— TÂCHES À RÉALISER —
• A. Dans la prière citée par le texte sur la tendresse, relevez tout ce que l’Esprit de Dieu est prié de renouveler.
• B. Indiquez si chacune des affirmations suivantes concorde avec le texte sur la tendresse, en citant les mots qui tranchent. (i) Combler ce lieu avec des objets de plaisir fait rétrécir le trou noir. (ii) Dans la citation du pape François, la tendresse est libre de la nécessité de posséder l’autre. (iii) Le plaisir immédiat est plus difficile à atteindre que la plénitude de Dieu.
• C. Prolongez le texte sur la tendresse au-delà de sa dernière phrase.

Nous avons tous probablement expérimenté la force brûlante de nos passions affectives : ce désir puissant de posséder l’autre ou de vouloir être désiré. Nous connaissons peut-être tous cette sensation de vouloir séduire à tout prix l’autre. D’où vient toute cette violence ? L’homme a été créé pour être habité naturellement par Dieu. Mais en raison de la chute originelle, le lieu prévu en lui pour accueillir Dieu est resté vide. Il a donné place à une espèce de trou noir qui, parfois, semble tout attirer vers lui. Un vide qui cherche la plénitude sous toutes ses formes et à tout prix, en David comme en Bénédicte, comme en chacun de nous… Une plénitude que pourtant Dieu seul peut habiter. Plus l’homme comble ce lieu avec des objets de plaisir, plus le trou noir grandit. En revanche, plus l’homme re-choisit Dieu, en toute simplicité, plus Dieu vient à nouveau habiter ce lieu. Et alors, plus la paix reprend toute sa place, plus l’amour grandit et peut à nouveau devenir un amour don-de-soi.
“Viens Esprit de Dieu, renouvelle la face de la terre, de mon cœur, de mes affections !” (Psaume 130,30)
Nous savons bien que le plaisir immédiat est plus facile à atteindre que cette plénitude de Dieu… Alors, comment pouvons-nous vaincre cette attitude parfois extrême de posséder ou de consommer ? À ce sujet, le pape François nous parle de la tendresse. Elle est une « forme d’amour qui est libre de l’impérieuse nécessité de posséder l’autre ». Selon lui, « la tendresse, est une manifestation de cet amour qui se libère du désir de possession égoïste. Elle nous conduit à vibrer face à une personne avec un immense respect et avec une certaine peur de lui faire du tort ou de la priver de sa liberté. L’amour de l’autre implique ce goût de contempler et de valoriser le beau et la sacralité de son être personnel, qui existe au-delà de mes nécessités… » (Amoris Laetitia nr. 127). Avec toute simplicité, demandez cette tendresse au Créateur : Il est toujours de votre côté, car sa plus grande joie est que vous appreniez à aimer en plénitude. Et il sait bien que sans Lui, ça ne marche pas. C’est pour cela qu’il vous a dit « oui » le jour de votre mariage, Lui aussi.

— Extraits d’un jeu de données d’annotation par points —
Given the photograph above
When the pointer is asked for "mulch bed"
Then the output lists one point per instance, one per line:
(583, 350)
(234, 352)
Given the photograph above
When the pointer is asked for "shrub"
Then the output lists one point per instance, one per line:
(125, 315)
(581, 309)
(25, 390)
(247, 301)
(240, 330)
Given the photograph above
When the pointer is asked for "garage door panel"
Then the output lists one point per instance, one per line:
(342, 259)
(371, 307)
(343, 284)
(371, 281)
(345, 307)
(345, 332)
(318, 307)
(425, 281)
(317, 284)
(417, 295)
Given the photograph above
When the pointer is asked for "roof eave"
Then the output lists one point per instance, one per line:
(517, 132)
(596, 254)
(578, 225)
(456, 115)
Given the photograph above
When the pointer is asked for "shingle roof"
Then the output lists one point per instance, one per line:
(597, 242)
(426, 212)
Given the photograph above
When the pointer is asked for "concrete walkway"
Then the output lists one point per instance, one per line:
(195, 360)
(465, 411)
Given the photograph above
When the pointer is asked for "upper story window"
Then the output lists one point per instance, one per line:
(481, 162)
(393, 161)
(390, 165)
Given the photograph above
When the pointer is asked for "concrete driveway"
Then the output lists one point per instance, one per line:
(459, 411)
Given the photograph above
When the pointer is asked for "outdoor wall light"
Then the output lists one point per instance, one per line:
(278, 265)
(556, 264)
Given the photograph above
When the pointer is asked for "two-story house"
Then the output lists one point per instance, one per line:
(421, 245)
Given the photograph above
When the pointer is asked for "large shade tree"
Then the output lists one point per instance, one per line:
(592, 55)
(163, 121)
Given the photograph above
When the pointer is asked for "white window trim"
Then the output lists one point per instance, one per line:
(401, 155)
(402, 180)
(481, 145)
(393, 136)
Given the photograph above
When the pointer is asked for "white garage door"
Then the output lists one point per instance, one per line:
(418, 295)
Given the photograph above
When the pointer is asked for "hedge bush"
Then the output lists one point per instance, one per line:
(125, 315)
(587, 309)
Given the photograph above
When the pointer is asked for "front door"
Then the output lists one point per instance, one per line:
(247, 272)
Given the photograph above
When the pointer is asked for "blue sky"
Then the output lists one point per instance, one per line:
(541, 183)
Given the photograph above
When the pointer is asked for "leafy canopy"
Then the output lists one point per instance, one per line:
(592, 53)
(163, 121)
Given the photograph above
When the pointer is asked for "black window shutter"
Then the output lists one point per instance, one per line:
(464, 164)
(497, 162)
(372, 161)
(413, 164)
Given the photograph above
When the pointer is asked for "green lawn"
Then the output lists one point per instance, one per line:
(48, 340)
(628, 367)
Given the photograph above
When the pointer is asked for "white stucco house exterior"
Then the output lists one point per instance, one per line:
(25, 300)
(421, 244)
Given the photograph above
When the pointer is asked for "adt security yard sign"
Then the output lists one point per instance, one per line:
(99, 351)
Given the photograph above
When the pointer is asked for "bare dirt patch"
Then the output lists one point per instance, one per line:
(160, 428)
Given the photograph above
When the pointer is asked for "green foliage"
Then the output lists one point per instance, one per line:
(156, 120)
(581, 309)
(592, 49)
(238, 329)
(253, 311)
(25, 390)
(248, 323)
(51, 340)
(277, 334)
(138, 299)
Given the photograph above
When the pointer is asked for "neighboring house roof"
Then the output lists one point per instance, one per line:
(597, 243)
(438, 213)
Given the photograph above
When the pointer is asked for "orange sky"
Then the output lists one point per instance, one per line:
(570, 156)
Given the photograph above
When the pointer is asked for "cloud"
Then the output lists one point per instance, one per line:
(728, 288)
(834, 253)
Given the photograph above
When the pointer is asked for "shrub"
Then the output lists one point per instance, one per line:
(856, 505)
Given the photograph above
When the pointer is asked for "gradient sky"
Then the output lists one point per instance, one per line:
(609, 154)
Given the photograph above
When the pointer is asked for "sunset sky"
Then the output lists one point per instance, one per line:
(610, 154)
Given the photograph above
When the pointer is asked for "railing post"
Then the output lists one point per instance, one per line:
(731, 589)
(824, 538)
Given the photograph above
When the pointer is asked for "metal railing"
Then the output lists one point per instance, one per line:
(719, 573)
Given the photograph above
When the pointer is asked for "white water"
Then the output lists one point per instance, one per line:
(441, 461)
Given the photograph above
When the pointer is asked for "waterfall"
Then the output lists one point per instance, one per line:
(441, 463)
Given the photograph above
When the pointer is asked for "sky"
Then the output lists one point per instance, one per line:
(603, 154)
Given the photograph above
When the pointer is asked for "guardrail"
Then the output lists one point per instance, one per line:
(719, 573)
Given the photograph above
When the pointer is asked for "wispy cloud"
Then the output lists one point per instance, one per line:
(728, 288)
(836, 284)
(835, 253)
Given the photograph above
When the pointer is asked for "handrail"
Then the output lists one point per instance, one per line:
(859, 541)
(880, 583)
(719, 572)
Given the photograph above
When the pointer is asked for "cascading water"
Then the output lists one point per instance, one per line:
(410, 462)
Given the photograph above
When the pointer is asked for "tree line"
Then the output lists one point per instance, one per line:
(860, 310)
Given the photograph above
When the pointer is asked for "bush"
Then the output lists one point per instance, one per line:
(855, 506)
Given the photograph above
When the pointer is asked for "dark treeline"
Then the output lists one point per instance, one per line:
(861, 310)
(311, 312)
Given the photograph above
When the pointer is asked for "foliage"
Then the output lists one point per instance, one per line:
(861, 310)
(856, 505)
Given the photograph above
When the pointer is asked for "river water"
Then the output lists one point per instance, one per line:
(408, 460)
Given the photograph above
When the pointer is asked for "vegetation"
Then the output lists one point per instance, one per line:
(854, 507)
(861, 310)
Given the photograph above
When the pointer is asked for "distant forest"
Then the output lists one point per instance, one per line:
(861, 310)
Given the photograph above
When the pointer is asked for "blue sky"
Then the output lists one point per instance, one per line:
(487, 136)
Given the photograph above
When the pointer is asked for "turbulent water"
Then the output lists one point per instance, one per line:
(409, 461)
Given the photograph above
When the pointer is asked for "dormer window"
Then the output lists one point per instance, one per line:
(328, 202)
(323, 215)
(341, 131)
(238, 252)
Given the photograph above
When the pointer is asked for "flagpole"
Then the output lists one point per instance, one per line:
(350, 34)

— LES RÉPONSES —
• A. la face de la terre ; mon cœur ; mes affections

• B.
(i) Non : « Plus l’homme comble ce lieu avec des objets de plaisir, plus le trou noir grandit. »
(ii) Oui : « forme d’amour qui est libre de l’impérieuse nécessité de posséder l’autre »
(iii) Non : « le plaisir immédiat est plus facile à atteindre que cette plénitude de Dieu »

• C.
Lorsque l’occasion d’un adultère du cœur frappe à la porte de votre cœur, il n’y a pas lieu d’avoir peur, dites-vous la chose suivante : si l’herbe semble plus verte de l’autre côté de la clôture, alors arrosez mieux votre propre côté !
J’aimerais vous suggérer cette petite astuce que m’ont apprises mes presque 30 années de vie religieuse et sacerdotale : Lorsque l’occasion d’un adultère du cœur frappe à la porte de votre cœur, il n’y a pas lieu d’avoir peur. Généralement, cela signifie tout simplement que vous n’avez pas suffisamment cultivé votre amour. Dans mon cas, Jésus. Dans votre cas, le conjoint. Vous pourriez aussi vous dire la chose suivante : si l’herbe semble plus verte de l’autre côté de la clôture, alors arrosez mieux votre propre côté ! Quand je me sens un peu tenté par le monde qui m’appelle à le goûter, alors je re-choisis le Seigneur comme ma seule joie et je lui dis que je le préfère à toute autre réalité.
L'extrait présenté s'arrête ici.